### AUSGEWÄHLTER TEXTAUSZUG

J. Schreiber & Neffen
J. Schreiber & Neffen war eine Glasfabrik in Österreich. Die Hauptniederlage war an der Liechtensteinstrasse 22–24 im 9. Wiener Gemeindebezirk Alsergrund. Weitere Niederlassungen gab es an der Tegetthoffstrasse 3 in Wien, in Prag am Heuwagplatz 27, in Budapest an der Waltznergasse 18, und Musterlager in London an der Basinghall Street 26, die Ritterstrasse 43 in Berlin und die Senatorenstrasse 20 in Warschau.
Geschichte
Im Jahr 1857 kaufte Josef Schreiber in Groß Ullersdorf in Mähren eine Glashütte. Seine Kenntnisse auf dem Gebiet der Glasmacherei hatte er in Böhmen erworben. 1865 schied Josef Schreiber sen. († 1878) aus dem Unternehmen aus und übergab es seinen beiden Neffen Josef Schreiber jun. (1835–1902) und Max (1838–1906) sowie Eduard Göpfert (1836–1891). Zum Schreiber-Imperium gehörten zu dieser Zeit Glashütten in Böhmen, Mähren, Ungarn, Russisch-Polen und dem Deutschen Reich. Im Jahr 1889 gehörten folgende Glashütten zum Unternehmen: Reitendorf, Josefsthal, Zay-Ugrocz, Zomkovice, Fürstenberg (Oder), Heinrich-Hütte, Jaronowitz und Maxhütte. Die Hauptniederlassung befand sich in Wien-Alsergrund, Liechtensteinstraße 22–24.
Die Firma wuchs rasch und die Produkte wurden weltweit vertrieben, vor allem nach England und Amerika. Im Jahr 1862 erhielt die Firma in London ein Diplom für gute Glasqualität.
Auf der Weltausstellung Paris 1867 wurde der Firma die große Silbermedaille und im Jahr 1872 in Moskau auf der polytechnischen Ausstellung die Goldmedaille verliehen. Auf der Wiener Weltausstellung 1873 präsentierte sich die Firma als k.k.priv. Glasfabriken und Raffinerien J. Schreiber und Neffen und erhielt die höchste Auszeichnung, das Ehrendiplom.

######

**ARBEITSAUFTRÄGE**
a) Gib aus dem Text über J. Schreiber & Neffen den Abschnitt von „Die Firma wuchs“ bis „für gute Glasqualität.“ wörtlich wieder.
b) Setze den Text über J. Schreiber & Neffen nach seinem letzten Satz fort.

### AUSGELESENE DATEN

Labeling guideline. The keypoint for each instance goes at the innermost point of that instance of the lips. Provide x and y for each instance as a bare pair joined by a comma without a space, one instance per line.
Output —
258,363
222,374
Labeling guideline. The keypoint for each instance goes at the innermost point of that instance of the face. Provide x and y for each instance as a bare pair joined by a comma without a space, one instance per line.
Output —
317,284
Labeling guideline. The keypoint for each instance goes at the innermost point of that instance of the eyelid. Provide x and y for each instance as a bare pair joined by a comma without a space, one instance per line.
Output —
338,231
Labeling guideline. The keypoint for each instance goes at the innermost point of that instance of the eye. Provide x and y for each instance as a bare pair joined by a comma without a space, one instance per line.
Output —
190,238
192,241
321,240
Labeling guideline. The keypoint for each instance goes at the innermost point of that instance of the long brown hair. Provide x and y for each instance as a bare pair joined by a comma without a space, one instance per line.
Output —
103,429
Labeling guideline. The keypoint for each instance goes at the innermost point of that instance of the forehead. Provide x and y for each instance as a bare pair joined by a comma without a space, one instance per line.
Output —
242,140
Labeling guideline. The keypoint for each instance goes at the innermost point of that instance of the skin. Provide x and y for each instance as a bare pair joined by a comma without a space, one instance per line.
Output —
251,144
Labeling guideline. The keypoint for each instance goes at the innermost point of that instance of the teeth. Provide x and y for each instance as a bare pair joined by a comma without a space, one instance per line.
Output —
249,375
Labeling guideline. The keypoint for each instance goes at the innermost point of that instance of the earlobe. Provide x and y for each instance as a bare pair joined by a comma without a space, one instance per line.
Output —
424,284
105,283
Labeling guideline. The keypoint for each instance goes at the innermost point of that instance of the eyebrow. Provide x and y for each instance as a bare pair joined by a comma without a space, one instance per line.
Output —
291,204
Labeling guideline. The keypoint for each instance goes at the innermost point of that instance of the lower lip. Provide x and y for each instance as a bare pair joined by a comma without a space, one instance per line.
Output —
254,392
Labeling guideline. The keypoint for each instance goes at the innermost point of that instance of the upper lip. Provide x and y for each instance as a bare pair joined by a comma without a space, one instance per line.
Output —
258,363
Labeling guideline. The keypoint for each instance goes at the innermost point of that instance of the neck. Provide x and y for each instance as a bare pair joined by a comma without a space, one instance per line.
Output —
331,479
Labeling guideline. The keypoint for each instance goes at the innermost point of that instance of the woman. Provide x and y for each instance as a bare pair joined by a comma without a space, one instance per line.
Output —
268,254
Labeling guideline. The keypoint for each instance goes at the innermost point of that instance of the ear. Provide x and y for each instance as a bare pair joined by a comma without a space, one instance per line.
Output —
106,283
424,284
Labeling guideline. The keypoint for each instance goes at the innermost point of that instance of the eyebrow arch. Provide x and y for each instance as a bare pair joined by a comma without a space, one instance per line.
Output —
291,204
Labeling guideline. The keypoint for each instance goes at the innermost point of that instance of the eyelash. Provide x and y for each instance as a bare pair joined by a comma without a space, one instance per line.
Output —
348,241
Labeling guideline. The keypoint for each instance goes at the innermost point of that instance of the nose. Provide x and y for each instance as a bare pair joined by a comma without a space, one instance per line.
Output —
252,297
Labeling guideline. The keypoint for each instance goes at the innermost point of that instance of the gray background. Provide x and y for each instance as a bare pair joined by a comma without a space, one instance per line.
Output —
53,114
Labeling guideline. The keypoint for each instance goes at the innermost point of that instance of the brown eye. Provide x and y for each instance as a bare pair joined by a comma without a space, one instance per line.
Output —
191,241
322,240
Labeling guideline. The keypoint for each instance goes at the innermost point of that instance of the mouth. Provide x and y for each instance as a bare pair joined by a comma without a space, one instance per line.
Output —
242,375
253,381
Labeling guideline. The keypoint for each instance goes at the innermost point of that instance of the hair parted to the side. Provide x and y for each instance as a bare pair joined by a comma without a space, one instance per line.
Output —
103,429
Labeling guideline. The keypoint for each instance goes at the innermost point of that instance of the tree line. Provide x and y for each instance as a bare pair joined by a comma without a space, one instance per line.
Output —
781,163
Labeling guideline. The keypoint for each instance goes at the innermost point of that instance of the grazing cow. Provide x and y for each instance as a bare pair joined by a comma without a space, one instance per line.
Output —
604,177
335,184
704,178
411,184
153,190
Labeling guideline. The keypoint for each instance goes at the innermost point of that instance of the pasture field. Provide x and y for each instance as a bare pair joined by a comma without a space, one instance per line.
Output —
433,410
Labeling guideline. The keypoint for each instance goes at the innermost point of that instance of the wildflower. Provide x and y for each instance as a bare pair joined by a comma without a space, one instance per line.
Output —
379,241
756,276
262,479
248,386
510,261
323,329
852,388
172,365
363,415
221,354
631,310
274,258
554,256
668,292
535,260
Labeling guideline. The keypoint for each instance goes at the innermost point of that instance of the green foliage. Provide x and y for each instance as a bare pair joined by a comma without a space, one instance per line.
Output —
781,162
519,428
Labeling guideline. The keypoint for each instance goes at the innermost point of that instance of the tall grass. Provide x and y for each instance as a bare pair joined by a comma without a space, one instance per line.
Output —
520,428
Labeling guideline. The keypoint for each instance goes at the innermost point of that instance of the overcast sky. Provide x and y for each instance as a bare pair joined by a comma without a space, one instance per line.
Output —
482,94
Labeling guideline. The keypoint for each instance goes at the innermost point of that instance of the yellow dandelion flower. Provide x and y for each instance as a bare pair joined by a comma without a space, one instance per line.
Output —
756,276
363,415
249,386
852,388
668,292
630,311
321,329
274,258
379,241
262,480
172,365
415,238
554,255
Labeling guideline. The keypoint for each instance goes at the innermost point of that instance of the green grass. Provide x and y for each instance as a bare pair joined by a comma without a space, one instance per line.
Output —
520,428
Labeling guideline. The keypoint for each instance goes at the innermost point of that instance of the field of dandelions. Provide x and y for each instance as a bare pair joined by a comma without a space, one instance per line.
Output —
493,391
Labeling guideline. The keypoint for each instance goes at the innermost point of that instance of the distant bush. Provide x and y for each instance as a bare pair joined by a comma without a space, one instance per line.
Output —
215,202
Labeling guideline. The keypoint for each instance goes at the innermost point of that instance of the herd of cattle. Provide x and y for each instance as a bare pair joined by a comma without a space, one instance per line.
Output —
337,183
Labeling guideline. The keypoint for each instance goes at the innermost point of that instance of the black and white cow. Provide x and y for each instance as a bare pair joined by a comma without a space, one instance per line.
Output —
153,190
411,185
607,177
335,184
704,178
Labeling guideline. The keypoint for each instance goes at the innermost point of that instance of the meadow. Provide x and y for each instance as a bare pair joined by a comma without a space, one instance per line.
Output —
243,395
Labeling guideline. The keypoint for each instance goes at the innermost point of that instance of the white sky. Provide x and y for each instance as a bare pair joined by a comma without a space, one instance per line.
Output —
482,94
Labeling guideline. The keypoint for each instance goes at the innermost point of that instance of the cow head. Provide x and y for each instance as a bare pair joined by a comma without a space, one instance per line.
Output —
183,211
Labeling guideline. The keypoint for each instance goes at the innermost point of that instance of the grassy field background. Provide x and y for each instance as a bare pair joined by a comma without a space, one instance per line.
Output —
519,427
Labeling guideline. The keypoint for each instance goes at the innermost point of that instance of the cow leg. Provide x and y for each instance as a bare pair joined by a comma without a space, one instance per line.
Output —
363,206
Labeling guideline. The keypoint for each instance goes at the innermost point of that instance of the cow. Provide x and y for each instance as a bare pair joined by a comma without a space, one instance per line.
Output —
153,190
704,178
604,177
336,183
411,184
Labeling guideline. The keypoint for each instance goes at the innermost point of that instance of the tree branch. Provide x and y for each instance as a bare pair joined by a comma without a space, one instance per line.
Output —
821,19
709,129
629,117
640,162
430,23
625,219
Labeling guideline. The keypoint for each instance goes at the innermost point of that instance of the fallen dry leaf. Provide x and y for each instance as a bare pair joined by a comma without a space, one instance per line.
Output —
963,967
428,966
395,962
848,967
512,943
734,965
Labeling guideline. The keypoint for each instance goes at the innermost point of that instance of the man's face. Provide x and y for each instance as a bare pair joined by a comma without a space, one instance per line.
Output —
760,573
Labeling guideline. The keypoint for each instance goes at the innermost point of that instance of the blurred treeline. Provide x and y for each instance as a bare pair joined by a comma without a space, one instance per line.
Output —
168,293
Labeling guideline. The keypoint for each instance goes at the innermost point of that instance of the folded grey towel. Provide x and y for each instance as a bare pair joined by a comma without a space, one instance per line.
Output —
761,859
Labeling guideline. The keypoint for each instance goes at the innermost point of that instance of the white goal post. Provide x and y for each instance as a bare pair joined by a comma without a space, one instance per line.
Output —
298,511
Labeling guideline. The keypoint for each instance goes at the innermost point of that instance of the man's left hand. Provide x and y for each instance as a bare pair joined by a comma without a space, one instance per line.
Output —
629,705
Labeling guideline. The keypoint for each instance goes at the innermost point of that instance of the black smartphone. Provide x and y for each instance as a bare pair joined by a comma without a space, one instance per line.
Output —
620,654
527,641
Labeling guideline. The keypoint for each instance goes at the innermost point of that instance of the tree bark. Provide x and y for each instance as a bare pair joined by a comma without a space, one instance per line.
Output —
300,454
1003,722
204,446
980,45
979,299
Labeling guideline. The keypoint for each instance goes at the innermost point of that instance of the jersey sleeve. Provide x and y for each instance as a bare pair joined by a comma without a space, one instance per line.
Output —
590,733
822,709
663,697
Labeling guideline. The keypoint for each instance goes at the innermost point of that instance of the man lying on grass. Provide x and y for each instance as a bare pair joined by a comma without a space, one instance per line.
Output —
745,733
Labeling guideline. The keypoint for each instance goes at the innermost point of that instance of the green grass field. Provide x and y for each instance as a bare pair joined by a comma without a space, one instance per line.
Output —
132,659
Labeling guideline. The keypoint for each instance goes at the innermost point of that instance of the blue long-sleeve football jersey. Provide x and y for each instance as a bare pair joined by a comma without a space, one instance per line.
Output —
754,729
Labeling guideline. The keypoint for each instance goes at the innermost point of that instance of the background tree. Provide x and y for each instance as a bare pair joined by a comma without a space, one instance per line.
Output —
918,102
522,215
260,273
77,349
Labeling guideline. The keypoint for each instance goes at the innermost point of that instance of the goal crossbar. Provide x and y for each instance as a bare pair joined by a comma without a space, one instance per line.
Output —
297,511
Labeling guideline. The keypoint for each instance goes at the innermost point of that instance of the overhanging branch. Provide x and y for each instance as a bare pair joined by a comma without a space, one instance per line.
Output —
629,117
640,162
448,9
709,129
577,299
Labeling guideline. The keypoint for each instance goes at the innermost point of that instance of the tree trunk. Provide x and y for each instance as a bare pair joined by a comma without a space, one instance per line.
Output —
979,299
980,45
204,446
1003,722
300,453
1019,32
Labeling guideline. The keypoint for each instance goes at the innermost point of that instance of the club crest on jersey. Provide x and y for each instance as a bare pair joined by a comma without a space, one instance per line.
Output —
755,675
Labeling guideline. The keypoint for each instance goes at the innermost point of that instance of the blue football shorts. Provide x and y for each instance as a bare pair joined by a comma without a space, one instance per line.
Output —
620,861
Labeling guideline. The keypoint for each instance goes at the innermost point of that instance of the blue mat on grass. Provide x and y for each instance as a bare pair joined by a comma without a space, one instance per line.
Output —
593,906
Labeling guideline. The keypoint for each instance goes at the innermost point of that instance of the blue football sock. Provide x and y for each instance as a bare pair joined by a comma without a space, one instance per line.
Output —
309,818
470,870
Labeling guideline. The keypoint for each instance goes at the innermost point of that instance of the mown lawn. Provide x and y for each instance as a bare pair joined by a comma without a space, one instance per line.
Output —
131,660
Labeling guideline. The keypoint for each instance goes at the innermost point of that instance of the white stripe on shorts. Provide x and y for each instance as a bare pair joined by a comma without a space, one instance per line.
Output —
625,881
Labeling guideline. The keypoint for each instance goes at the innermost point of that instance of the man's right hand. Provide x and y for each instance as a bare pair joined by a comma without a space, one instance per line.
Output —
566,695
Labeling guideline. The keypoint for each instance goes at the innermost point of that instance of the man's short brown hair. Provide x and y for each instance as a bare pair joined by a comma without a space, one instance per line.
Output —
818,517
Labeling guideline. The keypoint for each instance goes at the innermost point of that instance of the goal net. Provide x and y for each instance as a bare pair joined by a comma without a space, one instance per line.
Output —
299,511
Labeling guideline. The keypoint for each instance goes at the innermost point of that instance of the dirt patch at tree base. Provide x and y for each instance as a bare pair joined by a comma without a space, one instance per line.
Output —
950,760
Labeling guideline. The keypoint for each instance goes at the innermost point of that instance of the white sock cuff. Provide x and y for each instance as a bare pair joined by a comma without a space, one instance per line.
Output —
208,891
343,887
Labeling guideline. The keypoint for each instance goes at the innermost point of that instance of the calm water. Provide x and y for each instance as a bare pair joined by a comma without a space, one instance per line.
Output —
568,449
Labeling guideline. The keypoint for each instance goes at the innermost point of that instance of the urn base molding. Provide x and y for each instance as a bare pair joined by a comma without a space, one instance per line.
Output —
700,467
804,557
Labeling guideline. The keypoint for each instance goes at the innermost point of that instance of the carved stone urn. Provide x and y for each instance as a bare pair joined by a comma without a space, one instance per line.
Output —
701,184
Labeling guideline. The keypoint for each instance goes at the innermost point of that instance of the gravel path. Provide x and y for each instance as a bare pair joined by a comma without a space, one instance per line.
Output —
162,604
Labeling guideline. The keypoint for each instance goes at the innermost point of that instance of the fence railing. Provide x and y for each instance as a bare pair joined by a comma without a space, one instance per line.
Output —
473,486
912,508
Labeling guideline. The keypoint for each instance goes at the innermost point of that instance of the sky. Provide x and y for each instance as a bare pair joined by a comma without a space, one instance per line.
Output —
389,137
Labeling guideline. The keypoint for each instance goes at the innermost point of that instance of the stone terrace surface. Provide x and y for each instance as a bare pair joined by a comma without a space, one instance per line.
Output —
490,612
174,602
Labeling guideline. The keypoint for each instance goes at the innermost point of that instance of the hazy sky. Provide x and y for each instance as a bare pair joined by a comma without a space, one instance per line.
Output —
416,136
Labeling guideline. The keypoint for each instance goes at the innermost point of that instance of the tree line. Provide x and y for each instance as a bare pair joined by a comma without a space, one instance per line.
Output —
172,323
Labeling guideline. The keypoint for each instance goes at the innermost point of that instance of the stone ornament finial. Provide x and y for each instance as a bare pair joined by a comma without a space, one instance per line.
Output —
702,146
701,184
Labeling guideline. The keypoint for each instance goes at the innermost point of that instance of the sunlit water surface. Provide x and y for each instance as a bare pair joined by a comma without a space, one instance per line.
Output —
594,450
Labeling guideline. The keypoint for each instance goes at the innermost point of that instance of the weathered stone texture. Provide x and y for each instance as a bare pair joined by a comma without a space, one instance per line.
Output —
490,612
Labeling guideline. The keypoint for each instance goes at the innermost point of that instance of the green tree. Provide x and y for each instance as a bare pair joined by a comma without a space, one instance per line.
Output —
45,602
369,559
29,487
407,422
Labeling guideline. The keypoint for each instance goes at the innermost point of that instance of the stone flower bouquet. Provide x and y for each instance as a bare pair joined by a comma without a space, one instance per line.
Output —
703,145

######

**DIE ANTWORTEN**
a)
Die Firma wuchs rasch und die Produkte wurden weltweit vertrieben, vor allem nach England und Amerika. Im Jahr 1862 erhielt die Firma in London ein Diplom für gute Glasqualität.

b)
Im Jahr 1882 waren etwa 2000 Arbeiter und 100 Beamte im Unternehmen tätig. In Reitendorf wurden neue Versuche gemacht und es gelang Pressglas herzustellen, dieses Verfahren war zu diesem Zeitpunkt nur in Amerika, England, Frankreich und Belgien möglich. Eine Besonderheit der Pressglasherstellung war das Verfahren mit Optisch-Walzen.
Zu den Glasfabriken gehörten auch Kohlengruben zur Energiegewinnung (Glasschmelze). Zu nennen sind die Kohlengruben Albert-Zeche bei Dubnian, sowie Heinrich-Schacht und Richard-Schacht bei Luschitz. In den genannten Glasfabriken waren insgesamt 16 Öfen, davon nur 3 mit direkter Holzheizung, während 11 Öfen schon mit Gas aus Kohle und 2 mit Holzgas geheizt wurden.
In Wien, Prag und Budapest befanden sich Warenlager des Unternehmens. Vertretungen befanden sich in Berlin, Leipzig, London, Paris, Triest, Mailand, Warschau, Kiew, Odessa, Alexandria, Tiflis, und Melbourne. Der Firmenkatalog umfasste 3000 Formen in 15000 Größen.
In Reitendorf wurde das allerfeinste Serviceglas erzeugt, außer dem Schliff wurde das Glas noch mit Verzierungen versehen, die mittels Pantograph-Maschinen in den Wachsüberzug eingraviert und durch Säure ausgeätzt wurden. Dieses Patent erwarb Schreiber als erster Glasfabrikant im Inland.
Im Jahr 1890 kaufte Josef Schreiber das große Herrschaftsgut Lednicróna bei Trentschin, um dessen Holz zu verwerten. Auch dort errichtete er eine neue Glasfabrik. Im Jahr 1897 wandelte Josef Schreiber seine Unternehmen durch Gesellschaftervertrag in eine Aktiengesellschaft um, deren Präsident er bis zu seinem Tode blieb. 1899 wurde mit der Glashütte Briesen ein weiteres Werk angekauft.
Josef Schreiber war zeitlebens magenkrank und starb am 17. November 1902. Sein Leichnam wurde nach eigenem Wunsch in Lednicke Rovne in einem Mausoleum beigesetzt.
Nach dem Ersten Weltkrieg und dem Zusammenbruch der k.u.k. Monarchie begann der Niedergang der Glashüttenwerke vorm. J. Schreiber & Neffen AG. Nach dem Verlust der früheren Märkte verkaufte das Unternehmen bis 1925 den größten Teil der Glashütten oder legte sie still. Betrieben wurden nur noch die Werke in Lednické Rovne und Reitendorf. Infolge des Zweiten Weltkriegs erlosch das Unternehmen ganz. Heute erinnern nur noch Kunstgläser in den Vitrinen der Glasmuseen an die Blütezeit der Firma.
Literatur
- Göpfert, Eduard: J. Schreiber & Neffen. In: Österreichisches Biographisches Lexikon 1815–1950 (ÖBL). Band 2, Verlag der Österreichischen Akademie der Wissenschaften, Wien 1959, S. 17.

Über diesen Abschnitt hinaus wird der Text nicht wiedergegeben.